Work instructions
The line containing "Where can the goose beak" and every line after it through the end of the records: return those exactly, and nothing more.
BEGIN Provided material
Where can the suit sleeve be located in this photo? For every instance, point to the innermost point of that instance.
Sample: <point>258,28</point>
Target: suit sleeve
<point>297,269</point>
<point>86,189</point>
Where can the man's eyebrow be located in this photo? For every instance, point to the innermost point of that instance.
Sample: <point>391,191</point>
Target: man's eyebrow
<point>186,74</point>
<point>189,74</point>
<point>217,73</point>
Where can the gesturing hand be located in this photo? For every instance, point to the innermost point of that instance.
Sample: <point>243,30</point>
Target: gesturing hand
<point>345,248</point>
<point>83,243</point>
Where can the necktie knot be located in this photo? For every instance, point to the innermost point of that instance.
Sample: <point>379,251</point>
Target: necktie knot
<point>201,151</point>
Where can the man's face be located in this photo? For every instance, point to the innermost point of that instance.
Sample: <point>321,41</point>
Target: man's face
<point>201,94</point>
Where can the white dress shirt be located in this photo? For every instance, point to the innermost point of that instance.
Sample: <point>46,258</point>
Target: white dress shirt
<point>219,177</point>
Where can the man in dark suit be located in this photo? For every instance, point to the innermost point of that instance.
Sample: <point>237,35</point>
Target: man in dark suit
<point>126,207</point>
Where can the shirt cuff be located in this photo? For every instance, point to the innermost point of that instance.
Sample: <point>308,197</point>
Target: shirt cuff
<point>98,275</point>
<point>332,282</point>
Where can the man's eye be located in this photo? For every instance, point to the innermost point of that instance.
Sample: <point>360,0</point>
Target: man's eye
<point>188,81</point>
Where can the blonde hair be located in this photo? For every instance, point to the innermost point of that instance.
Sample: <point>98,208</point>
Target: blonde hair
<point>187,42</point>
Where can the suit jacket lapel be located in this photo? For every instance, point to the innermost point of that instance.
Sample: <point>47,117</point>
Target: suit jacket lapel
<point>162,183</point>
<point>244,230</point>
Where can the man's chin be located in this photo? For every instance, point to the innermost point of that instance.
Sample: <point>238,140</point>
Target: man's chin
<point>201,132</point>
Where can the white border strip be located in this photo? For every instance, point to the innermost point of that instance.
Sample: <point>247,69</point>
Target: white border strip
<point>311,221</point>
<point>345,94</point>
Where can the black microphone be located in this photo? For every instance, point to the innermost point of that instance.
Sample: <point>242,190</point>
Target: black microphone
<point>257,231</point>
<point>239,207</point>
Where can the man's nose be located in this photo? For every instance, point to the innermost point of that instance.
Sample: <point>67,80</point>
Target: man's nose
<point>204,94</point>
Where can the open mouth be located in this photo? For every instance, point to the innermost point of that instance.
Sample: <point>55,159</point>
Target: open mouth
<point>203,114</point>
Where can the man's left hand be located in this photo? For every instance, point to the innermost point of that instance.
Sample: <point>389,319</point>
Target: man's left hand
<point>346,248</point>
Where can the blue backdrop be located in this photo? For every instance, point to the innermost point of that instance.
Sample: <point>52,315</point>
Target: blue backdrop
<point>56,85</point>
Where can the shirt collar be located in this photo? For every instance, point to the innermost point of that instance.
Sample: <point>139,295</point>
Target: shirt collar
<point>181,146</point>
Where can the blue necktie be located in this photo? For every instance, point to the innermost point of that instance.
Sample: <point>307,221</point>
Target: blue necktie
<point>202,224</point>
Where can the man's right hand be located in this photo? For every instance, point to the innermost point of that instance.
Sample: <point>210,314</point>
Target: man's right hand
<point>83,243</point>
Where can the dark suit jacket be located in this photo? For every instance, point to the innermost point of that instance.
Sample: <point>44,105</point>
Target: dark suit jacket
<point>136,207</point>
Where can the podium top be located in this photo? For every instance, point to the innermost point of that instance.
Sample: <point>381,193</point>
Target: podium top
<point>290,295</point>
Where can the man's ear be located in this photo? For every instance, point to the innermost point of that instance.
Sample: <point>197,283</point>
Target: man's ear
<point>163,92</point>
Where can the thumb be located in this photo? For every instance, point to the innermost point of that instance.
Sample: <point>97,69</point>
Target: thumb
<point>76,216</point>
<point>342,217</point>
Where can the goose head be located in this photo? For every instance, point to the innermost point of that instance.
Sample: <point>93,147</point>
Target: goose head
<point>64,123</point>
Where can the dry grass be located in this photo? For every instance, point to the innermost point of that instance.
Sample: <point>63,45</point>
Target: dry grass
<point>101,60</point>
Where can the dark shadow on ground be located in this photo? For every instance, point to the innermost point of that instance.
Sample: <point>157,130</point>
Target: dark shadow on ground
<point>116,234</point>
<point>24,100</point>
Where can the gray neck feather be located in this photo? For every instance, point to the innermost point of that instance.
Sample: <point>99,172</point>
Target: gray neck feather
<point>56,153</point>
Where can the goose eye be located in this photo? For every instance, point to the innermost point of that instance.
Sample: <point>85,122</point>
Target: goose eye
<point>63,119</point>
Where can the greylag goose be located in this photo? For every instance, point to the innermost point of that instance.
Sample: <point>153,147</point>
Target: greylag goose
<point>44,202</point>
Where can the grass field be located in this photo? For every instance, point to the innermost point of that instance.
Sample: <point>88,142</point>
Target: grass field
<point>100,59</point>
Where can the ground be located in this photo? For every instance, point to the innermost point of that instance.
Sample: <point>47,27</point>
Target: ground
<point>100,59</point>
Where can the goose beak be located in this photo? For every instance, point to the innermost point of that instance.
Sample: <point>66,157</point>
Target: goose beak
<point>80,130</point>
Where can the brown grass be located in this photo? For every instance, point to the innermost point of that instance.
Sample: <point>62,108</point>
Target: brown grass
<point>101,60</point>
END Provided material
Solution for this problem
Where can the goose beak be located in this photo? For every instance, point to the innermost point of that instance.
Sample: <point>66,157</point>
Target: goose beak
<point>80,130</point>
Where can the brown grass be located in this photo? For every instance, point to the innermost point of that instance.
Sample: <point>62,108</point>
Target: brown grass
<point>101,60</point>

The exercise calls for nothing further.